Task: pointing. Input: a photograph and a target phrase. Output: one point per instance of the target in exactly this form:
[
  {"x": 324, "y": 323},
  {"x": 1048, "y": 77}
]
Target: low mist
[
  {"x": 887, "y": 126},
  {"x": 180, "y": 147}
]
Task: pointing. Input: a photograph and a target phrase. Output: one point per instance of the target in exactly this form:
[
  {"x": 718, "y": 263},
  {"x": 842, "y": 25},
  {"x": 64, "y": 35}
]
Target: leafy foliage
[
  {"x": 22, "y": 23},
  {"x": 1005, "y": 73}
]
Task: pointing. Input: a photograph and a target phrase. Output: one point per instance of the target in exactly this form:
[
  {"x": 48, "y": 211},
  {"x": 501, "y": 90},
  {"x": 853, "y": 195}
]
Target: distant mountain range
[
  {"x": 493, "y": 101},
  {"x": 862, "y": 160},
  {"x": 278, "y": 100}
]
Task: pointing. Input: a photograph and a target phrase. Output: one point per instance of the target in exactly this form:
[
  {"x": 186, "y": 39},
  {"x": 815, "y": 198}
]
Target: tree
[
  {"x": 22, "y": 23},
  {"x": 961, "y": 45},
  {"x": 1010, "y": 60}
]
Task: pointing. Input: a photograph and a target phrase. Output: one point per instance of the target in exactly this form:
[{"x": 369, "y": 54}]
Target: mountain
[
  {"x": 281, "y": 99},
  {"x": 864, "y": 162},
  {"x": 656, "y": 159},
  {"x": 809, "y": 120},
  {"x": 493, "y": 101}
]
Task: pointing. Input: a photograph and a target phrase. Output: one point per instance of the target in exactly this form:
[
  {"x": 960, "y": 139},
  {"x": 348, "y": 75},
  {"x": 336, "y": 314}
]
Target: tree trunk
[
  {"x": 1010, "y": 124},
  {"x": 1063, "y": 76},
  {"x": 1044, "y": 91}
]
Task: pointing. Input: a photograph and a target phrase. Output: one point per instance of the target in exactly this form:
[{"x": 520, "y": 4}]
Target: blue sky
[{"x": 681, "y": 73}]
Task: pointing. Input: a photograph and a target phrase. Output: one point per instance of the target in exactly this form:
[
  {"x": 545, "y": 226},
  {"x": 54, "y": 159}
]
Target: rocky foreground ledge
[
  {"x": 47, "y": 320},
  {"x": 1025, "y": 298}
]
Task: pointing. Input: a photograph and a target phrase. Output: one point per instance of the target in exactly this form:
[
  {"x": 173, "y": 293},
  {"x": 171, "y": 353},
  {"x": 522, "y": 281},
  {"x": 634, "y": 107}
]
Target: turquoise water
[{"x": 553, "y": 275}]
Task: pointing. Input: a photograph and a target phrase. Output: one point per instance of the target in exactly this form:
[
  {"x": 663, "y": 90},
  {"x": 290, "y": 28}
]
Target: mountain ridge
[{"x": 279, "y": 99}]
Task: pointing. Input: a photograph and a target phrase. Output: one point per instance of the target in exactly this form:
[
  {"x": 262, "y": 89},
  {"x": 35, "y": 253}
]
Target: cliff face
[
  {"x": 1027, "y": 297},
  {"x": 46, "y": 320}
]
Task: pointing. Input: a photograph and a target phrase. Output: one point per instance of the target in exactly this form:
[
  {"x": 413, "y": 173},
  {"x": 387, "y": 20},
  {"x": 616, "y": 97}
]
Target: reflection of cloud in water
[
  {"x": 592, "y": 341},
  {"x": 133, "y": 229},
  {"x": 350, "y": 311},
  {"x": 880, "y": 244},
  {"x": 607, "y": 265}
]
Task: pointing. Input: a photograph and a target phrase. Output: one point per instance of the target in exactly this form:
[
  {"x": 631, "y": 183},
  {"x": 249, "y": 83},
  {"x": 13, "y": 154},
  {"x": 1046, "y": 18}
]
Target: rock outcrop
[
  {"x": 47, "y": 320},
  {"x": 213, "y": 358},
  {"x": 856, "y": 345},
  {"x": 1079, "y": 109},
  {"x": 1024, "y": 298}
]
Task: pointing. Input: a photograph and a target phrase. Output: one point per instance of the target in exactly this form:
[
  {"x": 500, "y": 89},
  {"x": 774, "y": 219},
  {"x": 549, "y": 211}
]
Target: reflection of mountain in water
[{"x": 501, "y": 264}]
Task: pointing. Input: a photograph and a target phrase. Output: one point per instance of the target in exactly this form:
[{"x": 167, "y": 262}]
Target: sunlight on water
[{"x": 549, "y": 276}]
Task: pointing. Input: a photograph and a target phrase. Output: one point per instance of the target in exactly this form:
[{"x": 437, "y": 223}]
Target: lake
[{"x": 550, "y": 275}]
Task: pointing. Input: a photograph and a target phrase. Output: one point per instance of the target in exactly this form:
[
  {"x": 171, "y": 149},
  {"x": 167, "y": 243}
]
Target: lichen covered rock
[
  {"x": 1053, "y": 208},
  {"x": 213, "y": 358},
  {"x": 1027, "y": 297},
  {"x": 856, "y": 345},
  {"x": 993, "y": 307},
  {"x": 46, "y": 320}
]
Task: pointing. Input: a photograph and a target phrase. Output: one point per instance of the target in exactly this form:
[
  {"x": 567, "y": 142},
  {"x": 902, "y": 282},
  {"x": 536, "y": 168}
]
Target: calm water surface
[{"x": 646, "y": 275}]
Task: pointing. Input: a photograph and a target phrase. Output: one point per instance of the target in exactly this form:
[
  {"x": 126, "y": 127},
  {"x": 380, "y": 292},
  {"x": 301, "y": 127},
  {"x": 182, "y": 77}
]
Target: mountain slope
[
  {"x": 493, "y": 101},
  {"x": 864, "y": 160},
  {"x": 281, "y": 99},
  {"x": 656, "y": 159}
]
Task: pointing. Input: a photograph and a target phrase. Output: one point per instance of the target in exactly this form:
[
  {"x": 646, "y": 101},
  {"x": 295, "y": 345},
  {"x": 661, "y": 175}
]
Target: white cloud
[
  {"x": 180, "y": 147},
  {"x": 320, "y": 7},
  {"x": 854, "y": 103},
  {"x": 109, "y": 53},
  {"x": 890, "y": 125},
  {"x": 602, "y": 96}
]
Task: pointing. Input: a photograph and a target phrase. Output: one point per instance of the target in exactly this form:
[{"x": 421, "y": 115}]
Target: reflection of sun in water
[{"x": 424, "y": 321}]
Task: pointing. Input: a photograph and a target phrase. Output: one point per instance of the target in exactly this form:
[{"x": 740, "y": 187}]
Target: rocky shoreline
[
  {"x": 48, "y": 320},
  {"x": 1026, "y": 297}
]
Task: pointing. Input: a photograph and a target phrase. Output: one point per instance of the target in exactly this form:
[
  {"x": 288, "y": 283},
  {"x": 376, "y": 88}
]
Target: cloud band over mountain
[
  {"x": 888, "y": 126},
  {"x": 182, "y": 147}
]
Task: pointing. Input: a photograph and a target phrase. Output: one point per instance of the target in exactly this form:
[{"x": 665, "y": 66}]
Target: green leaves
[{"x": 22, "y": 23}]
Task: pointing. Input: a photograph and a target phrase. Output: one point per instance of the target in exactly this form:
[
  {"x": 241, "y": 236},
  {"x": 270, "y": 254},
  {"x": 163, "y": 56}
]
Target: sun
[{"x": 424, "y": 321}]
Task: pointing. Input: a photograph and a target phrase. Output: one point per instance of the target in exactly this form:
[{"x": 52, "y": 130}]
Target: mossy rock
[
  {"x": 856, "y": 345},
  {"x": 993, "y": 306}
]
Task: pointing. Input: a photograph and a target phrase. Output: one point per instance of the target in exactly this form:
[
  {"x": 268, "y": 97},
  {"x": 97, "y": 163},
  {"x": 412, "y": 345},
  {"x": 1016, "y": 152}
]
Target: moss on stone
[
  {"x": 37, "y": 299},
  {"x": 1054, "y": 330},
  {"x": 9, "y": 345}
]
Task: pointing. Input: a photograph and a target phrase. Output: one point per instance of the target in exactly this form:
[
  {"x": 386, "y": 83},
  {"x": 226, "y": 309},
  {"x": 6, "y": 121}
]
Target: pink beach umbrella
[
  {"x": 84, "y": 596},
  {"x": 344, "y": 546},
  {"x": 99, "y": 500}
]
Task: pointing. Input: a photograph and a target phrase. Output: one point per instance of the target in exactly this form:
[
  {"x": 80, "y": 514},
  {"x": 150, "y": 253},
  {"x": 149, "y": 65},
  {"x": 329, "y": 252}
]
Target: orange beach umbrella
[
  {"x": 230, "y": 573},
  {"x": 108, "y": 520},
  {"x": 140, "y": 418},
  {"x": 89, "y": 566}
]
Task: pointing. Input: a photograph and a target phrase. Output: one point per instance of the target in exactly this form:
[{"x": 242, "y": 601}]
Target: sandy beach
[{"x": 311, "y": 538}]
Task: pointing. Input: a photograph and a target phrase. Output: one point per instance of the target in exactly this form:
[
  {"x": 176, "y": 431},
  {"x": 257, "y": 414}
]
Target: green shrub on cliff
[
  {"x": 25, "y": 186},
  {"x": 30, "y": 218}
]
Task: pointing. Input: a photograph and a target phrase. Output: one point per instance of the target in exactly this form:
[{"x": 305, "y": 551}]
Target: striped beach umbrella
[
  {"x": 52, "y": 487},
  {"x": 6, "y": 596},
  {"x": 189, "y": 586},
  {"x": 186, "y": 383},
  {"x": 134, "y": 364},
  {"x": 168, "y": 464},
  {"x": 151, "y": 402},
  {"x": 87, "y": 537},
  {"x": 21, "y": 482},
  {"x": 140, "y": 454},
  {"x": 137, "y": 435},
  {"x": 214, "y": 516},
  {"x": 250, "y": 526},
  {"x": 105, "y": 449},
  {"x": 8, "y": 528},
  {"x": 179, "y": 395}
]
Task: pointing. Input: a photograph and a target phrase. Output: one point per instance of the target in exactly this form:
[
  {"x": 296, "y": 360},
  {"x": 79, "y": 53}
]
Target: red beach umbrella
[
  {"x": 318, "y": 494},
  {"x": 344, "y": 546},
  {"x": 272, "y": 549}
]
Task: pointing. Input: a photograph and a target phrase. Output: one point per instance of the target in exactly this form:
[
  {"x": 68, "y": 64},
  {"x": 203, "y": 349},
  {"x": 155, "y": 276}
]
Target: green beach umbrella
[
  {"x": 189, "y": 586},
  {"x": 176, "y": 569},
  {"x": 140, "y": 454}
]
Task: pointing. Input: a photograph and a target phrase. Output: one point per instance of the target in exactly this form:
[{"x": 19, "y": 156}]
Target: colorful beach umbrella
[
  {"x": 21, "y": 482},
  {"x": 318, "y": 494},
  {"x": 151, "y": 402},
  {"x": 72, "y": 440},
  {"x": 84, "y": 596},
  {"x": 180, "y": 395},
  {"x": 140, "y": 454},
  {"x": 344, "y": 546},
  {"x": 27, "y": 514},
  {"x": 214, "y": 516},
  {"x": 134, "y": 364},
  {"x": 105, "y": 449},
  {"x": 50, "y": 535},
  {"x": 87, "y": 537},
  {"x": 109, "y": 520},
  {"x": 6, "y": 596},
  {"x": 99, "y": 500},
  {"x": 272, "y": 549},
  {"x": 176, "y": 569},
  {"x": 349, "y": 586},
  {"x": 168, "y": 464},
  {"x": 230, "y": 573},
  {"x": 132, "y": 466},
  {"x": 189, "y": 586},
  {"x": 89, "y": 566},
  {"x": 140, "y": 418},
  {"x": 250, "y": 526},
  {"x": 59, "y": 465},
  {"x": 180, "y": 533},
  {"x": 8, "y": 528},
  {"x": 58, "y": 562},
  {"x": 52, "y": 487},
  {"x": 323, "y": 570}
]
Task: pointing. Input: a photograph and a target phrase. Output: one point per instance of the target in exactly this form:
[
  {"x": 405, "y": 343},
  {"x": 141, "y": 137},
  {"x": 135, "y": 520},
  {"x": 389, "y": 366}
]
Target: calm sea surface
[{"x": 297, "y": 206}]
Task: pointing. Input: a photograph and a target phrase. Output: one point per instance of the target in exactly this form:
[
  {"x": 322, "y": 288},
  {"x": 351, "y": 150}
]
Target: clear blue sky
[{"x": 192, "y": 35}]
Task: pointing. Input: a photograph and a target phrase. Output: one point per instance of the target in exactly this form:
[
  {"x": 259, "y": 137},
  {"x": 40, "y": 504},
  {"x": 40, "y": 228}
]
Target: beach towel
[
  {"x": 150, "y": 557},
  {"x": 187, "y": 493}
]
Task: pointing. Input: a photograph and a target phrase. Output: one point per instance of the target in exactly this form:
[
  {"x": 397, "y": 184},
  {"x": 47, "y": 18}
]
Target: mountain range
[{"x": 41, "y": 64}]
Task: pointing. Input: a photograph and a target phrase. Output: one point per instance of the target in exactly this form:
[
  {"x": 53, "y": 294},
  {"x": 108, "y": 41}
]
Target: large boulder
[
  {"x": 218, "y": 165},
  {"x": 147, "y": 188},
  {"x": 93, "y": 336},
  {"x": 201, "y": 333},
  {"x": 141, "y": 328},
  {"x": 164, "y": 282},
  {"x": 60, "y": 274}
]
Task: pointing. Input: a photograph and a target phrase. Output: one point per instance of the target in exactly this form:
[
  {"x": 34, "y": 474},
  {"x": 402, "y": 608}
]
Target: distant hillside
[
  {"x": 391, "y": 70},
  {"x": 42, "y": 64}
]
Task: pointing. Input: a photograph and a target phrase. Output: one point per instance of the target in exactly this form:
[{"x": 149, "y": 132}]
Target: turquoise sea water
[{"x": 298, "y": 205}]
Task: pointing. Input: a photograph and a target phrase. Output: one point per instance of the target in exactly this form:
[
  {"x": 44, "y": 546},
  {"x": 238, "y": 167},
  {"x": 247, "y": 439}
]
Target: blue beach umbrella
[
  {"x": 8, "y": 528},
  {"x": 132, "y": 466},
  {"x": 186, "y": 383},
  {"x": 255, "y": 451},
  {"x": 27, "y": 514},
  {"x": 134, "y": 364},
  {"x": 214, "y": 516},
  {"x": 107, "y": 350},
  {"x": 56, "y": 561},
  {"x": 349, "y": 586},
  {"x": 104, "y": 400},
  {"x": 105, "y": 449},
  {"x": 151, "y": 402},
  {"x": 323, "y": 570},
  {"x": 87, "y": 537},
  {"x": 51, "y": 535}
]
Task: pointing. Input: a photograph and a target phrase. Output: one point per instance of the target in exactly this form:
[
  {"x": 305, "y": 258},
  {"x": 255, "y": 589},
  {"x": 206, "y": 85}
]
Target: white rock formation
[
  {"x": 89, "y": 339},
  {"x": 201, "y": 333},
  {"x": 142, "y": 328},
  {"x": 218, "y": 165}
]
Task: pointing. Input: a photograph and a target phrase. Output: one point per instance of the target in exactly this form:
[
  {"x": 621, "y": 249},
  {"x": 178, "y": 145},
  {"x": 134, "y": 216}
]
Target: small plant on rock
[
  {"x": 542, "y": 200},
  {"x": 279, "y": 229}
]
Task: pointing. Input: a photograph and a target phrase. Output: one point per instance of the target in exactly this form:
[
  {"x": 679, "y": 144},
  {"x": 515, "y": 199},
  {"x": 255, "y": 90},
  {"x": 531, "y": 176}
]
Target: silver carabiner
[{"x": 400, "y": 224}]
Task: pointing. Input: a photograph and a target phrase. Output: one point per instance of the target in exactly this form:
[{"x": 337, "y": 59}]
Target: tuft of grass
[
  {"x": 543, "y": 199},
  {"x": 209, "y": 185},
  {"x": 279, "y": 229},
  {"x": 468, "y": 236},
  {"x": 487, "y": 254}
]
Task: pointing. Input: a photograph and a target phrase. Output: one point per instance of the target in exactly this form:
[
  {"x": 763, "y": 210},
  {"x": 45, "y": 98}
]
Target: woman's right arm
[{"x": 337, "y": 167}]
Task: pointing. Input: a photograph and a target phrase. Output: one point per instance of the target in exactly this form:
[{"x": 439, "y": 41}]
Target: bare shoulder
----
Task requirements. Word for word, repeat the line holding "Target: woman's right arm" and all lines after it through the end of the entries above.

Answer to this problem.
Target: woman's right arm
[{"x": 337, "y": 167}]
Task: pointing. Input: a photograph and a target phrase. Output: one point per instance of the target in exactly this form:
[{"x": 439, "y": 41}]
Target: bare shoulder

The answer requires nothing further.